-- Quoted text --
Detroit is packed full of laugh-out-loud funny moments and the characters are almost immediately likable, but flashes of anger and unstable behaviour ensure that no matter how hilarious things get there is always a slightly discomfiting undertone. All four actors manage these tonal shifts brilliantly, especially with some characters who can veer from threatening to tragic to endearing within the space of minutes.
Ngaire Dawn Fair and Paul Ashcroft keep Sharon and Kenny beautifully ambiguous; both at times seem like charming free spirits but the undercurrent of menace is never far away and their constantly contradictory anecdotes suggest early on that their claims of sobriety and wanting to change may not be as admirable as they at first seem. Meanwhile Sarah Sutherland and Brett Cousins quickly reveal the cracks in the ‘respectable’ veneer of their characters’ middle class lives; Sutherland is particular gives a standout performance, making Mary by turns hysterical and pitiable. But despite some despicable behaviour especially toward the end, none of the characters ever come across as truly unsympathetic, and that is probably the biggest strength of the play, a strength entirely down to the first-rate cast.

-- Material provided --
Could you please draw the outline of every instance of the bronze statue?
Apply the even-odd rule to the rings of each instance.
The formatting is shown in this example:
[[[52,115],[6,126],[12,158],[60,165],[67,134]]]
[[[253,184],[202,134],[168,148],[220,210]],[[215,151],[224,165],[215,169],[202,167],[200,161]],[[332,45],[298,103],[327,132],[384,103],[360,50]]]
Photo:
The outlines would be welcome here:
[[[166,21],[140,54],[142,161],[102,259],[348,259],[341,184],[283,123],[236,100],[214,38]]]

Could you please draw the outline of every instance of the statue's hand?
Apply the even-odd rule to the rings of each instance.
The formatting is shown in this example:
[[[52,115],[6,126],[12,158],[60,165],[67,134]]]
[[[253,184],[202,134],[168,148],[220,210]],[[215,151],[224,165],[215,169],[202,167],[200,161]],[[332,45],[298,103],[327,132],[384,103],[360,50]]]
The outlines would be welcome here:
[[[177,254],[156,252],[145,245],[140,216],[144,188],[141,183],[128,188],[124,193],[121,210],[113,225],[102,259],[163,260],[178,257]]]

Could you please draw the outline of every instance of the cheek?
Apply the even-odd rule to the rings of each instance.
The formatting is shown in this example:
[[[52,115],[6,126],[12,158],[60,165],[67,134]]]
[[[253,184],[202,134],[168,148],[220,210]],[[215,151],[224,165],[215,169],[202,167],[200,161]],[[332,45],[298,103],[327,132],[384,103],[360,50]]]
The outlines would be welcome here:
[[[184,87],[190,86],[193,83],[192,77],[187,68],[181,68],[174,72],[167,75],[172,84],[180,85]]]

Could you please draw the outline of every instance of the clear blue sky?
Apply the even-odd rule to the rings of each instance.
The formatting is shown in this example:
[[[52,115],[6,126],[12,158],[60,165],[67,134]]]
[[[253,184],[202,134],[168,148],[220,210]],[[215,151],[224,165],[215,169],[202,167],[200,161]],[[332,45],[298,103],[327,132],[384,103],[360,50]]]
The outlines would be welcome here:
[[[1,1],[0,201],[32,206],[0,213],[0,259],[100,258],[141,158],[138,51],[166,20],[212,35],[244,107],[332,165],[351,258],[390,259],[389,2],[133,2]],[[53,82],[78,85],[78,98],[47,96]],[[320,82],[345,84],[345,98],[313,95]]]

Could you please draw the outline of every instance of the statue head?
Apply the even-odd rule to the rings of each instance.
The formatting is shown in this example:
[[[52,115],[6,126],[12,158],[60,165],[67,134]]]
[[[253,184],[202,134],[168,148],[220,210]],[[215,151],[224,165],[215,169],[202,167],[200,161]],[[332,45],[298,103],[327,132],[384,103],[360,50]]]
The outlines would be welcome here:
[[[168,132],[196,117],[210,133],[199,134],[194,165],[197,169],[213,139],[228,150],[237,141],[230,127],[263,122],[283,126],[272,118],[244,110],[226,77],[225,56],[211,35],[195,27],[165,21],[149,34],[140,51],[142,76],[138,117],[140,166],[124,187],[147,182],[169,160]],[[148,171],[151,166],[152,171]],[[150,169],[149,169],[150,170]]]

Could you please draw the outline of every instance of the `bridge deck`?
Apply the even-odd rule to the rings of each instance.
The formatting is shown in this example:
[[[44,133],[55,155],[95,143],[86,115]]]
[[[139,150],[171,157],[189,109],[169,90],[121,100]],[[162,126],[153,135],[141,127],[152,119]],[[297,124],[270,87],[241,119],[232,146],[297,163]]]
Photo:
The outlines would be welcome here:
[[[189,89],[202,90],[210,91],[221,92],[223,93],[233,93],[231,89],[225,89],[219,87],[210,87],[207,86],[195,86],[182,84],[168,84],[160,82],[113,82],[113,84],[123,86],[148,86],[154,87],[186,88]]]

-- Problems to work on --
[A] In the Detroit review, what does the reviewer name as the play's biggest strength?
[B] From the Detroit review, reproduce the part that opens with the words containing "Ngaire Dawn Fair" and closes with "the first-rate cast.".

-- Worked solutions --
[A] None of the characters ever comes across as truly unsympathetic.

[B]
Ngaire Dawn Fair and Paul Ashcroft keep Sharon and Kenny beautifully ambiguous; both at times seem like charming free spirits but the undercurrent of menace is never far away and their constantly contradictory anecdotes suggest early on that their claims of sobriety and wanting to change may not be as admirable as they at first seem. Meanwhile Sarah Sutherland and Brett Cousins quickly reveal the cracks in the ‘respectable’ veneer of their characters’ middle class lives; Sutherland is particular gives a standout performance, making Mary by turns hysterical and pitiable. But despite some despicable behaviour especially toward the end, none of the characters ever come across as truly unsympathetic, and that is probably the biggest strength of the play, a strength entirely down to the first-rate cast.